### Work request
Rewrite the podcast transcript from "Dallman: The glucocorticoid" to "could have pursued?", swapping "college days" for "university days".

Neuropeptide Y Acts Directly in the Periphery on Fat Tissue and Mediates Stress-Induced Obesity and Metabolic Syndrome
Nature, July 1, 2007
Mary Dallman, PhD
Gut Feeling About Stress
UCSF Daybreak, April 15, 1997
Tackling Obesity, Part 4: Exploring the Intersection Between Mind and Body
UCSF School of Medicine, July 6, 2004

 

 

Podcast transcript

Jeff Miller: I'm here today with Mary Dallman, an expert in the neural arrangements that define the effects of chronic stress on brain and body which is kind of a mouthful for saying that stress has both good and bad effects. Mary, could you tell me something about your research — I know you've been at it for a long time — and could you give me a summary of what you've been doing? And what your findings have been over the years?

Mary Dallman: Well, you have to know first that I fell in love with the glucocorticoids, which are the adrenal stress hormones, when I was in college. And I've never, never stopped loving them and trying to find out what they do. So much of what we do in the lab is trying to answer the question both for brain and body what the role of the glucocorticoids is with stress and particularly chronic stress.

Miller: Now these are in every cell type in the body, correct?

Dallman: The glucocorticoid receptors are in every cell type in the body if not every cell.

Miller: So what have you learned about... You've said that you've been in love with them since college days, so clearly there was some particular fascination about this as opposed to other avenues you could have pursued?

### Record set
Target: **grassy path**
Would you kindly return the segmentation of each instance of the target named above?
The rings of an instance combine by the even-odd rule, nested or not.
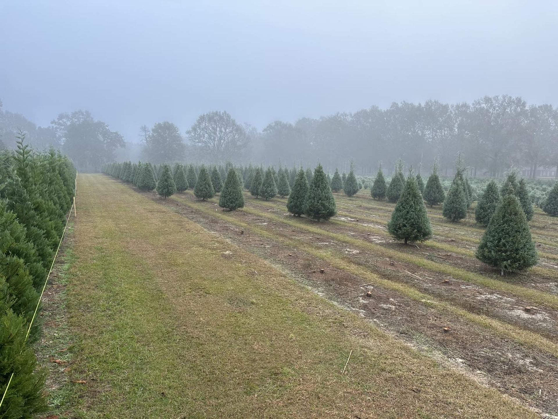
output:
[[[87,384],[69,416],[536,417],[127,187],[79,179],[68,310]]]

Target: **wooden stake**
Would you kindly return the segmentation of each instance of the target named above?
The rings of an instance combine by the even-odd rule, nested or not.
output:
[[[443,256],[438,256],[437,255],[435,255],[433,253],[426,253],[426,252],[422,252],[424,255],[428,255],[429,256],[433,256],[435,258],[440,258],[441,259],[447,259],[447,258],[444,258]]]
[[[347,358],[347,361],[345,363],[345,366],[343,367],[343,372],[341,373],[341,375],[345,374],[345,370],[347,369],[347,365],[349,364],[349,360],[350,359],[350,356],[353,354],[353,350],[350,350],[350,352],[349,353],[349,358]]]
[[[418,275],[415,275],[415,274],[412,274],[412,273],[411,273],[410,272],[408,272],[408,270],[406,270],[406,271],[405,271],[405,272],[406,272],[407,273],[408,273],[408,274],[409,275],[411,275],[411,277],[415,277],[415,278],[419,278],[419,279],[420,279],[420,280],[421,280],[421,281],[422,281],[422,280],[422,280],[422,278],[421,278],[420,277],[419,277],[419,276]]]

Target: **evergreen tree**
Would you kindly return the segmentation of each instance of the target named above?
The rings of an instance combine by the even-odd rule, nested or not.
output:
[[[383,177],[383,173],[382,172],[382,165],[380,164],[380,168],[376,174],[376,178],[374,179],[374,184],[370,188],[370,194],[372,198],[377,199],[383,199],[386,198],[386,193],[387,191],[387,187],[386,185],[386,179]]]
[[[244,207],[244,194],[236,170],[230,169],[223,191],[219,197],[219,206],[233,211]]]
[[[475,255],[479,260],[504,272],[514,272],[537,263],[537,251],[519,199],[509,184],[506,194],[480,240]]]
[[[508,174],[507,177],[506,178],[506,180],[502,185],[502,189],[500,190],[500,193],[502,195],[502,197],[504,198],[507,196],[509,193],[513,193],[514,195],[517,196],[517,189],[519,188],[519,184],[517,183],[517,173],[515,170],[512,170]]]
[[[227,164],[225,165],[227,167],[224,167],[224,168],[222,165],[219,165],[219,168],[218,168],[218,169],[219,169],[219,174],[221,175],[221,187],[222,188],[223,187],[223,179],[224,179],[227,177],[227,173],[229,173],[229,170],[230,170],[232,168],[232,166],[233,166],[232,163],[231,163],[230,161],[227,161]],[[229,167],[229,165],[230,165],[230,167]],[[238,180],[240,180],[240,179],[238,179]],[[213,177],[212,176],[211,177],[211,182],[213,182]],[[243,181],[243,182],[244,182],[244,179],[242,179],[242,181]],[[215,185],[214,185],[213,187],[215,187]],[[217,192],[217,189],[215,189],[215,192]]]
[[[255,175],[255,172],[254,171],[254,168],[250,165],[250,167],[248,168],[248,175],[246,177],[246,182],[244,182],[244,187],[246,189],[249,190],[250,188],[252,187],[252,182],[254,179],[254,175]]]
[[[335,199],[331,188],[328,184],[321,164],[318,164],[314,170],[312,183],[309,188],[304,213],[319,221],[329,220],[335,215]]]
[[[244,180],[242,179],[242,170],[240,170],[240,168],[235,168],[234,170],[237,171],[237,175],[238,177],[238,182],[240,184],[240,189],[244,188]],[[228,173],[228,172],[227,172]]]
[[[519,180],[519,185],[516,191],[517,198],[521,204],[521,208],[523,208],[523,212],[525,213],[525,217],[527,221],[530,221],[533,219],[533,204],[531,202],[531,197],[527,191],[527,184],[525,179]]]
[[[277,175],[275,168],[273,166],[271,166],[271,174],[273,176],[273,181],[275,182],[275,185],[277,186],[277,184],[279,183],[279,176]]]
[[[335,173],[333,174],[333,178],[331,179],[331,187],[334,192],[338,192],[343,188],[343,180],[341,179],[337,168],[335,168]]]
[[[142,165],[141,175],[138,182],[138,188],[142,191],[153,191],[156,186],[155,175],[153,174],[151,164],[144,163]]]
[[[542,204],[542,211],[552,217],[558,217],[558,182],[549,192]]]
[[[465,178],[465,186],[467,189],[467,197],[469,198],[468,205],[467,208],[471,206],[471,204],[473,203],[473,201],[474,200],[474,193],[473,191],[473,187],[471,186],[470,183],[469,182],[469,178]]]
[[[291,214],[300,217],[304,213],[308,188],[308,180],[304,170],[301,168],[287,201],[287,209]]]
[[[463,183],[457,177],[454,178],[448,192],[442,215],[451,221],[458,221],[467,216],[467,197]]]
[[[250,193],[253,197],[257,198],[259,193],[259,187],[262,185],[262,169],[256,168],[254,170],[254,178],[252,180],[252,184],[250,185]]]
[[[285,198],[291,193],[291,187],[288,185],[288,178],[285,170],[279,169],[279,183],[277,184],[277,193],[281,198]]]
[[[432,174],[426,181],[426,186],[425,187],[423,196],[425,201],[431,207],[443,202],[446,199],[444,188],[442,187],[440,177],[438,175],[438,164],[436,160],[434,161],[432,168]]]
[[[345,194],[348,197],[352,197],[358,192],[358,183],[357,182],[357,177],[354,175],[354,170],[351,165],[350,171],[345,180],[345,185],[343,190]]]
[[[500,192],[498,190],[498,185],[494,180],[490,180],[475,209],[477,222],[483,226],[488,226],[499,202]]]
[[[403,188],[405,185],[405,177],[403,173],[397,170],[391,178],[389,185],[387,188],[386,195],[390,202],[397,202],[397,199],[403,193]]]
[[[259,187],[259,195],[266,201],[273,198],[277,194],[277,187],[273,179],[273,172],[271,168],[268,168],[262,184]]]
[[[420,173],[417,173],[416,177],[417,186],[419,187],[419,190],[420,191],[421,194],[424,194],[424,182],[422,182],[422,177],[420,175]]]
[[[0,417],[32,419],[47,411],[42,394],[46,374],[37,366],[33,346],[25,342],[26,320],[9,308],[2,288],[5,282],[0,279],[0,398],[12,373],[13,378]]]
[[[211,170],[211,183],[213,185],[213,189],[215,189],[215,192],[221,192],[221,188],[223,187],[223,179],[221,178],[221,174],[219,173],[217,166],[214,166],[213,170]]]
[[[171,174],[171,168],[168,164],[163,165],[161,177],[157,183],[157,193],[166,199],[176,192],[176,185]]]
[[[387,225],[389,234],[398,240],[424,241],[432,236],[430,220],[416,179],[410,170],[401,196]]]
[[[184,192],[188,189],[188,181],[186,179],[186,173],[181,164],[177,164],[175,166],[174,173],[172,175],[176,187],[176,192]]]
[[[194,194],[196,198],[204,201],[215,196],[215,190],[211,183],[209,173],[204,165],[200,168],[200,174],[194,187]]]
[[[298,172],[296,170],[296,168],[295,167],[295,165],[292,165],[292,169],[288,173],[288,185],[291,187],[291,189],[295,185],[295,180],[296,180],[296,175],[298,174]]]
[[[198,182],[198,175],[196,174],[196,170],[193,165],[190,164],[188,166],[188,170],[186,173],[186,180],[188,182],[188,188],[194,189]]]
[[[136,170],[136,176],[134,178],[133,183],[137,187],[140,187],[140,182],[141,182],[142,177],[143,175],[143,166],[145,163],[142,163],[141,161],[138,162],[138,168]]]
[[[314,175],[312,174],[312,169],[310,169],[310,166],[306,168],[306,180],[308,181],[308,184],[312,184],[312,179],[314,178]]]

### Problem solution
Dallman: The glucocorticoid receptors are in every cell type in the body if not every cell.

Miller: So what have you learned about... You've said that you've been in love with them since university days, so clearly there was some particular fascination about this as opposed to other avenues you could have pursued?